*Activity*:
Only the lines of the listing below that run from the line with "tree in this photo." through the line with "sky in this photo." are to be set down, word for word. Pictures stay out.

*Materials provided*:
______________________________

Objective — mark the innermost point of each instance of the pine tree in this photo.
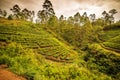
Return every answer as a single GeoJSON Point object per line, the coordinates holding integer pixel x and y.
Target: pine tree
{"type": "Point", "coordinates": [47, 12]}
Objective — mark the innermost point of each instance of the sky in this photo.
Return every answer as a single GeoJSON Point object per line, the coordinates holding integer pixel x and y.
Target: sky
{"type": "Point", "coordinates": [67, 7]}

______________________________

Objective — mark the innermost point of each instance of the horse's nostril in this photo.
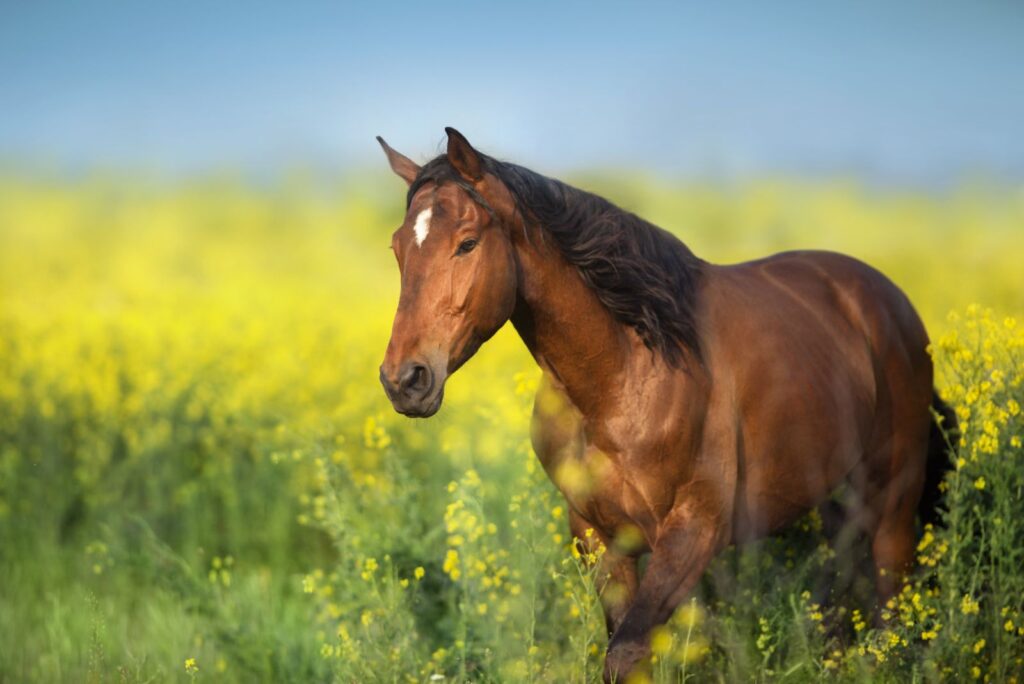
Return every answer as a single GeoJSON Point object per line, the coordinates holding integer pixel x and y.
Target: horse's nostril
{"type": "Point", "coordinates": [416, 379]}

______________________________

*Solution to this problem*:
Objective — mark the innermost point of each instance of the pine tree in this photo.
Return every answer as a single GeoJSON Point object per line, the coordinates holding integer pixel x and y.
Target: pine tree
{"type": "Point", "coordinates": [47, 12]}
Objective — mark the innermost point of each instance of the sky in this photo.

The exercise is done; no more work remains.